I would like to welcome you and thank you for attending this policy conference. We have decided on education as the topic for our first conference since the election for two main reasons. First of all, education is and always has been a core priority for Fianna Fáil. Secondly, we believe that there remain serious challenges to be confronted in the education system and we intend to use every opportunity in the Oireachtas to promote a positive agenda to address them.
I have no interest in the type of negative and destructive opposition which this country saw in recent years. That was all about preparing for an election not preparing for government – and it is why so many policies which were bitterly opposed just three months ago are still being implemented.
Our commitment to being constructive was shown in April when we tabled a private members motion in the Dáil which succeeded in gaining cross-party support. The debate on our motion is so far the only time that the new Dáil has discussed education.
Today is not about launching or selling policy, it’s about having an open conversation about the future of education. I accept fully that the party has been very bad in the past in drawing on the full policy expertise of its members and supporters. This is intended as a first step in an ongoing process where you will be actively encouraged to help frame our policies.

→ Data section
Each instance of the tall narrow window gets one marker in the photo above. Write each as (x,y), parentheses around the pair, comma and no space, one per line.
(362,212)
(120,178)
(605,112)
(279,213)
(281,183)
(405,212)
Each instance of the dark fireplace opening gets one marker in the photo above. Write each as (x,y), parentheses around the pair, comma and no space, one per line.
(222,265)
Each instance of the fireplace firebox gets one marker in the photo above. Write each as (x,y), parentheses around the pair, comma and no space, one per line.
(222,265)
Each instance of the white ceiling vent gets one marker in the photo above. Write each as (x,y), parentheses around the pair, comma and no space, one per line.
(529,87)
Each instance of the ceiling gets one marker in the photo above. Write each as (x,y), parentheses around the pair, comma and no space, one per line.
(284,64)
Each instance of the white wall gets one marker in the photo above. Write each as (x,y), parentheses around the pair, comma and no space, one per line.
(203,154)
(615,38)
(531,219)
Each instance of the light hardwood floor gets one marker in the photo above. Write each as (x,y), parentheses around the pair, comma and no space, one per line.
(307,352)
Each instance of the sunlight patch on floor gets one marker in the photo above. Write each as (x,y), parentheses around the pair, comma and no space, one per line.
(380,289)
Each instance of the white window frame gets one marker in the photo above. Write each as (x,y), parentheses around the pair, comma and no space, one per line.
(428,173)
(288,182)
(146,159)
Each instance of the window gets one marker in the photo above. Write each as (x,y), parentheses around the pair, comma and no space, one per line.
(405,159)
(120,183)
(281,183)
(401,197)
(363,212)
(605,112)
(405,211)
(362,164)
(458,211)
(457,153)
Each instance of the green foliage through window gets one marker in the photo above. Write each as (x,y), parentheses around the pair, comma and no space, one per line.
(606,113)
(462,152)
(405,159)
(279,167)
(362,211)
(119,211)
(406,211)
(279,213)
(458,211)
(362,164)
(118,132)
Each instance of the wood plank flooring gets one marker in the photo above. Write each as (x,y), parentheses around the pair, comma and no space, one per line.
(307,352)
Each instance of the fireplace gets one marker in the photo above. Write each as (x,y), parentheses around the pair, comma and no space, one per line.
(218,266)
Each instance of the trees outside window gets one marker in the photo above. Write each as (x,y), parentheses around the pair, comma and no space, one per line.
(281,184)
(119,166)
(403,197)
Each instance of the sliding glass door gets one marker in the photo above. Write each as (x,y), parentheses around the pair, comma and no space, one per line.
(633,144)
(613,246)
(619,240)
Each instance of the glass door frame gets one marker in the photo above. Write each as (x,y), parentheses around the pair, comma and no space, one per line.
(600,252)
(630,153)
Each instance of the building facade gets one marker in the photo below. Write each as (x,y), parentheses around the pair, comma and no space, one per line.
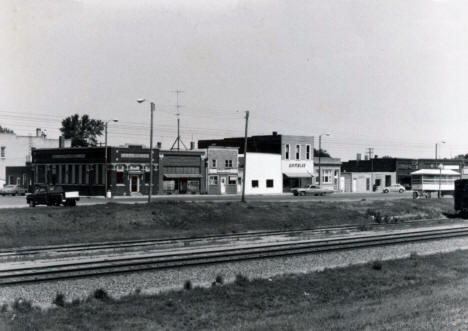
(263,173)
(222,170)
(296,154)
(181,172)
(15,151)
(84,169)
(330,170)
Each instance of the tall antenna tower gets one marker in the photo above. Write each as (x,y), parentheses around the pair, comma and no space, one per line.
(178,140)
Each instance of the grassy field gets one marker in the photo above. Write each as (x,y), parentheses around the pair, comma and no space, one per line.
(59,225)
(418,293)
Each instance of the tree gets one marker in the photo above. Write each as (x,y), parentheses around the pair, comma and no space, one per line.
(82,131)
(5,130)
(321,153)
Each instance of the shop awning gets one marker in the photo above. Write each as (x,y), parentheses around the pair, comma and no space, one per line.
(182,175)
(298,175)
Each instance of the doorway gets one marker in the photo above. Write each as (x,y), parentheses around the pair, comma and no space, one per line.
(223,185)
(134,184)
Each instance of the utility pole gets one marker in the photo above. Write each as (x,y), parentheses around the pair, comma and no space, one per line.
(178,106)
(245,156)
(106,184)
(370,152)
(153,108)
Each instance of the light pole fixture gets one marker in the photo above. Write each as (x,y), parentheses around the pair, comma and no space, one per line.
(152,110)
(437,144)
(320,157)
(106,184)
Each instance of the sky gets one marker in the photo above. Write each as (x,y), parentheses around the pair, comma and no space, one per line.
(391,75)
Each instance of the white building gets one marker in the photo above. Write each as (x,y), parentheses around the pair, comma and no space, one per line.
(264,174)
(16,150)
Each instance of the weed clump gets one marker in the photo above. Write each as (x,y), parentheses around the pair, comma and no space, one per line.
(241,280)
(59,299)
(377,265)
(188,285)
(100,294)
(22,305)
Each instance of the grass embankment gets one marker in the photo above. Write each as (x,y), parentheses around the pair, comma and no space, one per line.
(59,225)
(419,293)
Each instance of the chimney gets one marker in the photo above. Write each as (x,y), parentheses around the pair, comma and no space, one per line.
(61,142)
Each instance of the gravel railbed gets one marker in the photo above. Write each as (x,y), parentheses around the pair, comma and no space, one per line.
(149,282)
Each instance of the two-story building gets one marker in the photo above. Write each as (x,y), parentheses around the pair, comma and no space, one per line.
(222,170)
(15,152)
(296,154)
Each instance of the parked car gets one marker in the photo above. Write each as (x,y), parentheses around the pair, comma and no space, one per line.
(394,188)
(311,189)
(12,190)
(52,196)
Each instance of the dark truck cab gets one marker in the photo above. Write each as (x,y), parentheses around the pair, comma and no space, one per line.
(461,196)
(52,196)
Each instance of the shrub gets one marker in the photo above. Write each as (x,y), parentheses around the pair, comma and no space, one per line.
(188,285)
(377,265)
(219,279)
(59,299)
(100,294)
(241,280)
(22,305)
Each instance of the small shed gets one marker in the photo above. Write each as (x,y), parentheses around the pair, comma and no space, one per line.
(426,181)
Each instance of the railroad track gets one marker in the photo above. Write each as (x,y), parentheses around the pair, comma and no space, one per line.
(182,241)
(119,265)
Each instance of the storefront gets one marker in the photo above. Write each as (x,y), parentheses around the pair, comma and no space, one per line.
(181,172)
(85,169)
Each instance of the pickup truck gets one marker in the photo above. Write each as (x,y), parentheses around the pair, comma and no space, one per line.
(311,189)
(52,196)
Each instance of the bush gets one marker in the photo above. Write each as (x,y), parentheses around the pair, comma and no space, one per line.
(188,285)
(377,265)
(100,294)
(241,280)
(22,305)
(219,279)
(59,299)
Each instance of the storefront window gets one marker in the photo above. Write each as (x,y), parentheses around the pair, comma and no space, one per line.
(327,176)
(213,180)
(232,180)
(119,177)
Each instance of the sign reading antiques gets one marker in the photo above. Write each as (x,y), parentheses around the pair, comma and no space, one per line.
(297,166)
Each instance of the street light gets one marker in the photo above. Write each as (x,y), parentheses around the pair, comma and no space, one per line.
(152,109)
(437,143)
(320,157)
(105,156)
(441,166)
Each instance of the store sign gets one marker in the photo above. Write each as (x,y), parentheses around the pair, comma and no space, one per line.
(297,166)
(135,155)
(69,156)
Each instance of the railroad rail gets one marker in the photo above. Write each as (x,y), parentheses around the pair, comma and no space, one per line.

...

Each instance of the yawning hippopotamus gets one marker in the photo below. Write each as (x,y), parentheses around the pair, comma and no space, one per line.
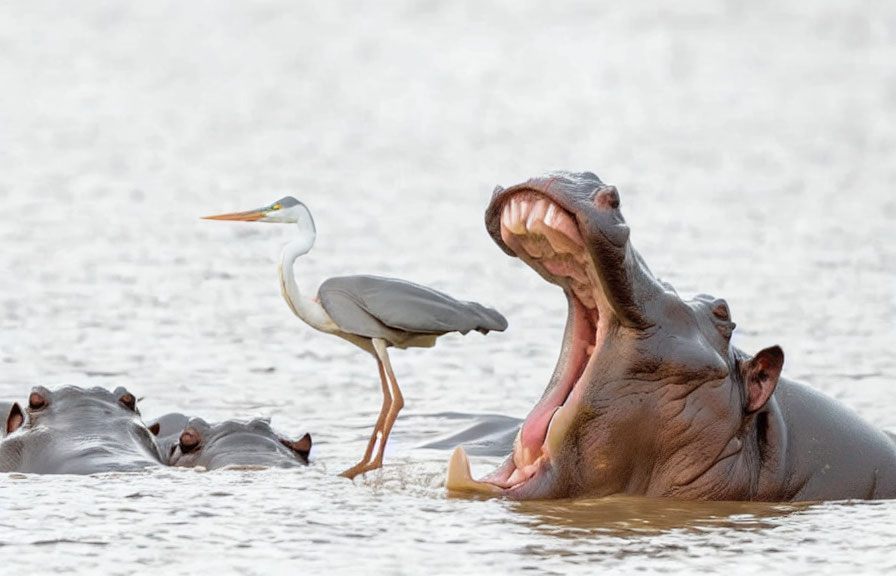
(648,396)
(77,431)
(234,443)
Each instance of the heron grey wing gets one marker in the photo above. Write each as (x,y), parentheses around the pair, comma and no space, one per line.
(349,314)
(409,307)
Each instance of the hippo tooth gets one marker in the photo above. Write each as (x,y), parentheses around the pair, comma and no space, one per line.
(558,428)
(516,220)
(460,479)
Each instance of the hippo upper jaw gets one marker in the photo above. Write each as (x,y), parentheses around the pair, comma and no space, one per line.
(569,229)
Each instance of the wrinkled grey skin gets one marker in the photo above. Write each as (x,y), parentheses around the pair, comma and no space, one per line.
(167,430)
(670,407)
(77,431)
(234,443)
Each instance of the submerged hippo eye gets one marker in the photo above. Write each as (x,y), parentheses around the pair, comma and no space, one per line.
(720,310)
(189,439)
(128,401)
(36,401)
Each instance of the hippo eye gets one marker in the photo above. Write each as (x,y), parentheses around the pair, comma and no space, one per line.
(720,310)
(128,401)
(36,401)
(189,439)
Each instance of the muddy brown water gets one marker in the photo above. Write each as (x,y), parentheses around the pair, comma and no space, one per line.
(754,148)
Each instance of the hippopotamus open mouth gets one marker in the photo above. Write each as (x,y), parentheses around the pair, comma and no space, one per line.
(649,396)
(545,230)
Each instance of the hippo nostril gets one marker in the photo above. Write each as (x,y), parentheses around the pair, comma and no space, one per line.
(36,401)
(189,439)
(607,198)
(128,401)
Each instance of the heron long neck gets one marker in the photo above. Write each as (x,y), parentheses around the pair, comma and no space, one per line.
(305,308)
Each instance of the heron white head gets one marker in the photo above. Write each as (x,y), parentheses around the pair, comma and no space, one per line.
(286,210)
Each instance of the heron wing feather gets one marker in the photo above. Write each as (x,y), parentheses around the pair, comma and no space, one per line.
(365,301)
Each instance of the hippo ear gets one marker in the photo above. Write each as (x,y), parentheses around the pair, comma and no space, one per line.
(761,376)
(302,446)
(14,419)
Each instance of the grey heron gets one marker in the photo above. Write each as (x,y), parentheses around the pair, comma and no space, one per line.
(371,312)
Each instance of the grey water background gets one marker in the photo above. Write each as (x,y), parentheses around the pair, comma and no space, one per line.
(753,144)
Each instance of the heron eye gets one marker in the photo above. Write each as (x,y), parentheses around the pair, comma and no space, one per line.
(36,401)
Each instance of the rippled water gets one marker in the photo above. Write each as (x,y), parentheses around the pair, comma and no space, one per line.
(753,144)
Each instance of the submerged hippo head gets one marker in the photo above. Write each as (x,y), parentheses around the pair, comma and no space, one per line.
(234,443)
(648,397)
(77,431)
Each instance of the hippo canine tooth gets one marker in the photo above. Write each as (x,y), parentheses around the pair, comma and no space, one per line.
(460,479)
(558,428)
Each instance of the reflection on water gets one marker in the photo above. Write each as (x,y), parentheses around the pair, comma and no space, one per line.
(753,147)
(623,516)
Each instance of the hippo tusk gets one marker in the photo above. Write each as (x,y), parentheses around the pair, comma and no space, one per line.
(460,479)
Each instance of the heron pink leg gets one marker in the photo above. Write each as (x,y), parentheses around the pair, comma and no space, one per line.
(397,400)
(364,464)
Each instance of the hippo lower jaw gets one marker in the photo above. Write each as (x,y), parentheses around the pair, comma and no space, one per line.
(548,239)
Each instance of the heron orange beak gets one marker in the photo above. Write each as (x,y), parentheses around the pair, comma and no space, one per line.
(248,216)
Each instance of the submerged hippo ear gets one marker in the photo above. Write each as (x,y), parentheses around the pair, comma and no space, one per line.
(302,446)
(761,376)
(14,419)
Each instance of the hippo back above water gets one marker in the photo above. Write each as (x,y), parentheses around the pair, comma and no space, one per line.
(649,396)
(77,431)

→ List of tasks
a) Update the stretch of the conference speech from "I would like" through "still being implemented.", putting "central priority" in place of "core priority".
b) Report every line of the entries that holds the word "glass", copying each such line in full. Case counts.
The conference speech and the entries have nothing to do with each other.

→ In response
a)
I would like to welcome you and thank you for attending this policy conference. We have decided on education as the topic for our first conference since the election for two main reasons. First of all, education is and always has been a central priority for Fianna Fáil. Secondly, we believe that there remain serious challenges to be confronted in the education system and we intend to use every opportunity in the Oireachtas to promote a positive agenda to address them.
I have no interest in the type of negative and destructive opposition which this country saw in recent years. That was all about preparing for an election not preparing for government – and it is why so many policies which were bitterly opposed just three months ago are still being implemented.

b)
Each instance of the sliding glass door gets one marker in the photo above. Write each as (x,y), parentheses around the pair, comma and no space, one per line.
Each instance of the glass door frame gets one marker in the photo above. Write each as (x,y), parentheses around the pair, comma and no space, one per line.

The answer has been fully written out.